## Texte fourni
☆ ☆ ☆ ☆
Image de couverture tirée du jeu

Pid

Pid est un Petit Prince à l’état de brouillon, et il ne faut pas qu’il en rougisse.

Publié le 20 novembre 2015 - Jeux Vidéo

Landing - Retro Family

Au fond, le premier jeu d’un studio tout juste formé ressemble à bien des égards au premier film d’un réalisateur ou le premier livre d’un écrivain. On y retrouve le même désir de frapper fort, de frapper juste, cette même ambition de montrer ce que l’on vaut, ce que l’on peut faire. A mi-chemin entre l’envie de s’exprimer et l’envie d’impressionner le cercle, la profession, on retrouve dans les débuts ces yeux plus gros que le ventre qui font toute la différence et font rentrer des premières œuvres au rang d’expériences inoubliables. Pour certains, c’est le début d’un style (Carrie de King, Reservoir Dogs de Tarantino, Following de Nolan); pour d’autres, un coup de maître singulier qui ne se reproduira plus par la suite (Frankenstein de Shelley, To Kill A Mockingbird de Lee); pour tous, la consécration dès le commencement, une sensation exquise à n’en pas douter.
☆ ☆ ☆ ☆
## Données fournies
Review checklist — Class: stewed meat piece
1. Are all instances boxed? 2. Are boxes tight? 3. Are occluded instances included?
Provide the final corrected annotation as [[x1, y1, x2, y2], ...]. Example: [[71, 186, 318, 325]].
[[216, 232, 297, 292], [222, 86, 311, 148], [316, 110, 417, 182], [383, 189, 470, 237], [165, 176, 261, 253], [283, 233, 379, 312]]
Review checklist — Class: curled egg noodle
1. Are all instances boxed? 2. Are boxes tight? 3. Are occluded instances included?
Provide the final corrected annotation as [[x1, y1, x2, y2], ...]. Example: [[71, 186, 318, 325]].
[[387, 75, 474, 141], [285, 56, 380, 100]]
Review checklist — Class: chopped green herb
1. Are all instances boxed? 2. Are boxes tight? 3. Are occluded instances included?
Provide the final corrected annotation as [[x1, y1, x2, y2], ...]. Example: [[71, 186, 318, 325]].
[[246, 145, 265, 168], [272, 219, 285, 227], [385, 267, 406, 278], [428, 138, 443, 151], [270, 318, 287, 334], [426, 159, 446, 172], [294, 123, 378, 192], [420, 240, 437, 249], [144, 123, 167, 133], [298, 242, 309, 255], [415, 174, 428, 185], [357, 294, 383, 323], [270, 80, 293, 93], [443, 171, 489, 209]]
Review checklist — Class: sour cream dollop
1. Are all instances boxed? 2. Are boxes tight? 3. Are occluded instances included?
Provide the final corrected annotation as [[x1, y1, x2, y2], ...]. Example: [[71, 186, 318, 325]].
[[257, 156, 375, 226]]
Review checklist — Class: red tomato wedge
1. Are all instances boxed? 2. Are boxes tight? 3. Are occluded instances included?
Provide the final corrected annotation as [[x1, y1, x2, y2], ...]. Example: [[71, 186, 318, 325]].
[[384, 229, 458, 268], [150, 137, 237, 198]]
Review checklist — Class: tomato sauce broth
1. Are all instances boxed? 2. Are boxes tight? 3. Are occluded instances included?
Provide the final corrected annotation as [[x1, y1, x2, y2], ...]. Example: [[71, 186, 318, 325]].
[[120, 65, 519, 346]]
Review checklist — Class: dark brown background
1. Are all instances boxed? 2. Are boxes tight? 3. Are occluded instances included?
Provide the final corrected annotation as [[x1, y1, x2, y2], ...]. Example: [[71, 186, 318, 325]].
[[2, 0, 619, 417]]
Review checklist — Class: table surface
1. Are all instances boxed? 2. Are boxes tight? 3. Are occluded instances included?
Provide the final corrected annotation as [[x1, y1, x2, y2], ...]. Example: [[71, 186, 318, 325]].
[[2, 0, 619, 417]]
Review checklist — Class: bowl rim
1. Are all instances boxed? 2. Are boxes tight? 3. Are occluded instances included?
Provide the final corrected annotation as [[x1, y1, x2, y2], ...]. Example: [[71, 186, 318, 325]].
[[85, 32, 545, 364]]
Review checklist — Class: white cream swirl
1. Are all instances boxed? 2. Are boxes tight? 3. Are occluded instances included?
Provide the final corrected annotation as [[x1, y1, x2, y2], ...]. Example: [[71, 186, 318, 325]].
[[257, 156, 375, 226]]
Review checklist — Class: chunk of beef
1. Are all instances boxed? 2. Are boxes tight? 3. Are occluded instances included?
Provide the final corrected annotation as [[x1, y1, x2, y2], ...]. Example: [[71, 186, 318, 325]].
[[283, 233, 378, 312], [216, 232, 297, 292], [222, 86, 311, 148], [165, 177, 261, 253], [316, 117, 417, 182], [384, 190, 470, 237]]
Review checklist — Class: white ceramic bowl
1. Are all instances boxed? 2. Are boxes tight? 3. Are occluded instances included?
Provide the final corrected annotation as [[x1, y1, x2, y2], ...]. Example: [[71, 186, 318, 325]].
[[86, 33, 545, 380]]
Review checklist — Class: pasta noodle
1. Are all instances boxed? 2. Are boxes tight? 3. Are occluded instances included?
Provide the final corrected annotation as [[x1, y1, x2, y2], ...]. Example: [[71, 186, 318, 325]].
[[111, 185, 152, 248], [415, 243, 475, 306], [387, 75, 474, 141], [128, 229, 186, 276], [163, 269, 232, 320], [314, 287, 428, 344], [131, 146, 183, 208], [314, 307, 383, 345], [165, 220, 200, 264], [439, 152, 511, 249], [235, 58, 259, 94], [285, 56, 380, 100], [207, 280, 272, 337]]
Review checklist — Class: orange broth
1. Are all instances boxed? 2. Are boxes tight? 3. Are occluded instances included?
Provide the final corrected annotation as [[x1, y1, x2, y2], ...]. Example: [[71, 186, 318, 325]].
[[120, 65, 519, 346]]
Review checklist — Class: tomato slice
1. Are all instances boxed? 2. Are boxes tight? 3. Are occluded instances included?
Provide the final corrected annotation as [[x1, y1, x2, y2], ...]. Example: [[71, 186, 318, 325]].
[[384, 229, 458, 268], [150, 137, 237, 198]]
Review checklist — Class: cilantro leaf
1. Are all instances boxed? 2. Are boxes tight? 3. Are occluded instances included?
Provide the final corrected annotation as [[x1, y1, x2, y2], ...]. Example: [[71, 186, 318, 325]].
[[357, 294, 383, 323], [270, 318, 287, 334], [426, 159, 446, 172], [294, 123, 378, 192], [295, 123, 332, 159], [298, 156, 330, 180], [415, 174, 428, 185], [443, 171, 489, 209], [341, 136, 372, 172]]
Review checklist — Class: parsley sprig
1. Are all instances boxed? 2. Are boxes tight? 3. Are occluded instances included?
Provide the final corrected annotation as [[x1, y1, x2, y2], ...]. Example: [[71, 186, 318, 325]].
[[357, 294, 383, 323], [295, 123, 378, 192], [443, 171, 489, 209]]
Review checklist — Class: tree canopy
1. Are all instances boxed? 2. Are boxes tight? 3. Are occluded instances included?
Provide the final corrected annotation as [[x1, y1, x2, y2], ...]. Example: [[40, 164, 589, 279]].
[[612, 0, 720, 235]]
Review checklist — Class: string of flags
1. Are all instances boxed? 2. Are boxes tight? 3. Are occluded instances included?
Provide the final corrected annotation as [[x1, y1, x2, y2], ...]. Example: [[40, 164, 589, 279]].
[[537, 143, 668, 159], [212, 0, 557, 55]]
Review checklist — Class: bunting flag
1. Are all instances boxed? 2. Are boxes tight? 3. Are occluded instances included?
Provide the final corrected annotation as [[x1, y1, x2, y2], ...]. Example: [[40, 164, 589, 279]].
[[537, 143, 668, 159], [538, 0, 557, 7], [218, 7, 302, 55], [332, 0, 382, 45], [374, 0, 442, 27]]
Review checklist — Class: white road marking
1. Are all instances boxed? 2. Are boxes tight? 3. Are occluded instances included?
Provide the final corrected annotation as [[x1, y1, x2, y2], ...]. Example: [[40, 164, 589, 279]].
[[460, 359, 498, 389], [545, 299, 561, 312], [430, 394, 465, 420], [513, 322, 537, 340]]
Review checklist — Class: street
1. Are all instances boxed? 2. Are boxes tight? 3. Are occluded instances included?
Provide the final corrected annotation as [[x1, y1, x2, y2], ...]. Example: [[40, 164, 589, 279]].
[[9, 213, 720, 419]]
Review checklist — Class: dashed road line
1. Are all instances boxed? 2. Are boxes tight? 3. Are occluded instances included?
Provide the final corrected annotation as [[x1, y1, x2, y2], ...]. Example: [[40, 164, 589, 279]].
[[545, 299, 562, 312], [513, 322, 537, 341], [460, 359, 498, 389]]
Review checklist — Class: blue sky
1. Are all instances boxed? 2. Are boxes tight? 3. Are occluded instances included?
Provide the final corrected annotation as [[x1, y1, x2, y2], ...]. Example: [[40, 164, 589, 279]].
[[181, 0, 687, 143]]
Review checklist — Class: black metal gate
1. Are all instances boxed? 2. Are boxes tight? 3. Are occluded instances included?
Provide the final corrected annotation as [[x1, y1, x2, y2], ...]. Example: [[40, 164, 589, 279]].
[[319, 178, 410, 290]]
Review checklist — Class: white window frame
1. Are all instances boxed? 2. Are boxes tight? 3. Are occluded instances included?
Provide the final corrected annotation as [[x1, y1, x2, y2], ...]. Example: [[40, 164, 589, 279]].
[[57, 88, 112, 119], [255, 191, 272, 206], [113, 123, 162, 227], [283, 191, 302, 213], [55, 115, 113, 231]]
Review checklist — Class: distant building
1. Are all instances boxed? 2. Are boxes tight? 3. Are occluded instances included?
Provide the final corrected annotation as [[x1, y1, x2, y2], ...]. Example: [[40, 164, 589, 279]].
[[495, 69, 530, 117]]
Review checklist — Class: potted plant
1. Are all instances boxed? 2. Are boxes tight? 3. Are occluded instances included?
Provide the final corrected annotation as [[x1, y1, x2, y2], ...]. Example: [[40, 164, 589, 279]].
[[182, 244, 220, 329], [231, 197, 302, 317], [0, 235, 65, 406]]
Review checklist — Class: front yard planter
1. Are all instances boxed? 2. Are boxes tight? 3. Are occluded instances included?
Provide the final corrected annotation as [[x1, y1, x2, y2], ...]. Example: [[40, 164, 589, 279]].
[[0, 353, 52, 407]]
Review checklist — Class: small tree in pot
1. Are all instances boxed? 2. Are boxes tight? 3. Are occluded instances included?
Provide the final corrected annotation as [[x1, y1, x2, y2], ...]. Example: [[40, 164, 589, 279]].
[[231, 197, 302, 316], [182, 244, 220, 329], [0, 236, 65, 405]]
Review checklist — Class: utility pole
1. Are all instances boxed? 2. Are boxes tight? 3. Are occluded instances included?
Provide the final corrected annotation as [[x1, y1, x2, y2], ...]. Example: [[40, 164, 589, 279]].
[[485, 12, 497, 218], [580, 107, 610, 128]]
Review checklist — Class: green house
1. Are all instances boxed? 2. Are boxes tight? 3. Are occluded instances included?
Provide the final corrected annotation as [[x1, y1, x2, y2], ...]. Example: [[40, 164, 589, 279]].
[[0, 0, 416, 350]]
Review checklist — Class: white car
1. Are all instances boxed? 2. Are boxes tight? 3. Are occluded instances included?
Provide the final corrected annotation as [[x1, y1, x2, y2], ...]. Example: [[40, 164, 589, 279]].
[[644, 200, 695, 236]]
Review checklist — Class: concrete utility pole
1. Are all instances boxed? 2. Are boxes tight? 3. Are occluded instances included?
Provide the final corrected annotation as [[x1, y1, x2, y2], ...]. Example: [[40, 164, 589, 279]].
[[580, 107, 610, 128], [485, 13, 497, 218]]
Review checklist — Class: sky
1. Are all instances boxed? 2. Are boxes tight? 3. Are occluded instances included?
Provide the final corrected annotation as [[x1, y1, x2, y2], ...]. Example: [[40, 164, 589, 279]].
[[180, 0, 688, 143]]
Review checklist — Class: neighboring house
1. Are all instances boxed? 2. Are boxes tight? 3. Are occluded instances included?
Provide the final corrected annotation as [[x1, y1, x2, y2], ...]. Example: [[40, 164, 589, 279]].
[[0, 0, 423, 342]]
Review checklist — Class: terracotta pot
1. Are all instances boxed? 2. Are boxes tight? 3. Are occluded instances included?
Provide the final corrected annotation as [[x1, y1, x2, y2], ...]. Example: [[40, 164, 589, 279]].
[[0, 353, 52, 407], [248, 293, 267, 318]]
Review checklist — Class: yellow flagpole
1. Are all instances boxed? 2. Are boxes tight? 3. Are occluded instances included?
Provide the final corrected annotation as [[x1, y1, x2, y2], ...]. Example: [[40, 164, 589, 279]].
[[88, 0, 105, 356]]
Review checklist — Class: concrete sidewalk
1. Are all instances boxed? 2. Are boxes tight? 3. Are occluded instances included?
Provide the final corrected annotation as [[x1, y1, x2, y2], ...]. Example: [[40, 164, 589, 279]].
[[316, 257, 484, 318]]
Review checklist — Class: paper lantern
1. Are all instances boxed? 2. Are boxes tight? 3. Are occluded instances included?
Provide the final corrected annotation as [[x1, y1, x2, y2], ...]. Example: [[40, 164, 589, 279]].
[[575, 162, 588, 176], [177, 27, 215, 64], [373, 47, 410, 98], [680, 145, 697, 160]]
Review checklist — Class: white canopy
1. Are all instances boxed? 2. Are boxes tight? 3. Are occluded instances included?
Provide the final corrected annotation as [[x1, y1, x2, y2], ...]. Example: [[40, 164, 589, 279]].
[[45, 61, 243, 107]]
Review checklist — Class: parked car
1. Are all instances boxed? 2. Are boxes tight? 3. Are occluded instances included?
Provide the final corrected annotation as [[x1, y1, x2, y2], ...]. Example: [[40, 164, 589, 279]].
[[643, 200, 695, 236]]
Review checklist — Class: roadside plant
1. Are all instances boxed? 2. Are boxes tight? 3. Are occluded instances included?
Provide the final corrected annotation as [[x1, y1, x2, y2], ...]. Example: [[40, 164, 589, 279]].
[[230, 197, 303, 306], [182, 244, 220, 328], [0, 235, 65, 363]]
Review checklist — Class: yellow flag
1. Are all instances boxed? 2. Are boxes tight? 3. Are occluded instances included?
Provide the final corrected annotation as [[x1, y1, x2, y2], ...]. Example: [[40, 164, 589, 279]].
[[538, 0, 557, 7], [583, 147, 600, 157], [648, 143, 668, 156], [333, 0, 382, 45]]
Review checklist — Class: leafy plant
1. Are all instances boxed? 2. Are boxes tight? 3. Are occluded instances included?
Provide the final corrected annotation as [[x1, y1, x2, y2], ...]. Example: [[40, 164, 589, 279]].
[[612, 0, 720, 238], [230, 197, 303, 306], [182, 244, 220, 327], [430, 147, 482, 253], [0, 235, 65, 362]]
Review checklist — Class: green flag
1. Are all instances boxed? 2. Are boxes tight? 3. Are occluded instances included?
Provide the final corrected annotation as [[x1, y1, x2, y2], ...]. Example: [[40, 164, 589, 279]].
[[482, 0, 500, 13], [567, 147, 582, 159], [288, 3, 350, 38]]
☆ ☆ ☆ ☆
## À compléter
[1] Répondez à ces questions d'après la critique de Pid :
(a) À quelle date la critique a-t-elle été publiée ?
(b) À quoi Pid est-il comparé dans la phrase d'accroche ?
(c) Quel film de Nolan est cité comme le début d'un style ?
[2] Traduisez en anglais cette phrase de la critique de Pid : « On y retrouve le même désir de frapper fort, de frapper juste, cette même ambition de montrer ce que l’on vaut, ce que l’on peut faire. »

## Réponses
[1]
(a) Le 20 novembre 2015.
(b) À un Petit Prince à l'état de brouillon.
(c) Following.

[2] In it, one finds the same desire to hit hard, to hit true, that same ambition to show what one is worth, what one can do.